Task statement:
Please reproduce all of the material below line for line, without changing anything.
— Begin Records for this task —
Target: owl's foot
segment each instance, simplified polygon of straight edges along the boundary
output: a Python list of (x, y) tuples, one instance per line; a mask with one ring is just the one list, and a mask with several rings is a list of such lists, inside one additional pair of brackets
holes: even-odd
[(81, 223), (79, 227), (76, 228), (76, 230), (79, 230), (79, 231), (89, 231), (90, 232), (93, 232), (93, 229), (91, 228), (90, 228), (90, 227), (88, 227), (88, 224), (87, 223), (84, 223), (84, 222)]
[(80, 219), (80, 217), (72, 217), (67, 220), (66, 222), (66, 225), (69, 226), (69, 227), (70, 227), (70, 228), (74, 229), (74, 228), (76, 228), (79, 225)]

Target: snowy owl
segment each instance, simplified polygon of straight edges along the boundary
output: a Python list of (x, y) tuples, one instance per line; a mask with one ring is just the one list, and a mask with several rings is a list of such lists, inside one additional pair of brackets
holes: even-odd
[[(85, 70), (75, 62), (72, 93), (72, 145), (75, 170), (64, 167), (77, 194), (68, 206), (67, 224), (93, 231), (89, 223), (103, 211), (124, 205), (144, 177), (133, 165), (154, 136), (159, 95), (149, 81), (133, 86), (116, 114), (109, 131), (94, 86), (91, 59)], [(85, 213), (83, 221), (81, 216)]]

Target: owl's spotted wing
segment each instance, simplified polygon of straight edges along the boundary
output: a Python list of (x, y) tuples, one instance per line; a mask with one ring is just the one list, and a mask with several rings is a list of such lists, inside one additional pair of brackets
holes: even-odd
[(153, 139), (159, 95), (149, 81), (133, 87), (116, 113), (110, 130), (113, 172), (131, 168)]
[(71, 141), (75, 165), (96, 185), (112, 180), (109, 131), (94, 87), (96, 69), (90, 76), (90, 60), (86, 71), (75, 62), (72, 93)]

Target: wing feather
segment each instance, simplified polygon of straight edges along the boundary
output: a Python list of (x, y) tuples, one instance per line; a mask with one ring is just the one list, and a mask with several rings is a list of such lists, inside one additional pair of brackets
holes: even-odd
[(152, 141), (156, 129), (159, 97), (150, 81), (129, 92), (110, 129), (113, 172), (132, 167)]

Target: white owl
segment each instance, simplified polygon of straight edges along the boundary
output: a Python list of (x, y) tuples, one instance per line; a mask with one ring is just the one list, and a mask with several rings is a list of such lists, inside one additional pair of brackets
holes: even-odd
— End Records for this task —
Result:
Target: owl's foot
segment each instance, simplified polygon of straight edges along the boundary
output: a Python list of (x, y) tuples, one instance per line; a mask with one ring is just the one list, and a mask with several rings is a list of such lists, inside one additional pair of brackets
holes: even-odd
[(81, 223), (79, 227), (76, 228), (76, 230), (79, 230), (79, 231), (89, 231), (90, 232), (93, 232), (93, 229), (91, 228), (90, 228), (90, 227), (88, 227), (88, 224), (87, 223), (84, 223), (84, 222)]
[(80, 219), (80, 217), (72, 217), (67, 220), (66, 222), (66, 225), (69, 226), (69, 227), (70, 227), (70, 228), (74, 229), (74, 228), (76, 228), (79, 225)]

Target: snowy owl
segment each instance, simplified polygon of straight edges along the boundary
output: a Python list of (x, y) tuples, one instance per line; a mask with one ring is just the one list, and a mask with several rings is a list of such lists, inside one additional pair of brackets
holes: even-odd
[[(85, 70), (75, 62), (72, 93), (72, 145), (75, 170), (64, 167), (77, 194), (68, 206), (67, 224), (93, 231), (89, 223), (103, 211), (124, 205), (144, 177), (133, 165), (154, 136), (159, 95), (149, 81), (133, 86), (116, 114), (109, 131), (94, 86), (91, 59)], [(85, 213), (83, 221), (81, 216)]]

Target: owl's spotted wing
segment each instance, simplified polygon of straight edges along the boundary
output: a Python list of (x, y) tuples, one instance per line; a mask with one ring is just the one list, and a mask with several rings is a list of such lists, inside one additional pair of brackets
holes: even-odd
[(153, 139), (159, 95), (149, 81), (133, 87), (116, 113), (110, 130), (113, 172), (131, 168)]
[(71, 141), (75, 165), (96, 185), (112, 180), (109, 131), (94, 87), (96, 69), (90, 76), (90, 60), (86, 71), (75, 62), (72, 93)]

Target: wing feather
segment each instance, simplified polygon of straight edges along the boundary
output: a Python list of (x, y) tuples, one instance per line; a mask with one ring is just the one list, and a mask with several rings is a list of such lists, inside one additional pair of brackets
holes: even-odd
[(152, 141), (156, 129), (159, 97), (150, 81), (129, 92), (110, 129), (113, 172), (132, 167)]

Target: white owl
segment each instance, simplified polygon of straight edges along the boundary
output: a Python list of (x, y) tuples, one instance per line; a mask with one ring is just the one list, and a mask with several rings is a list of such lists, inside one additional pair of brackets
holes: even-odd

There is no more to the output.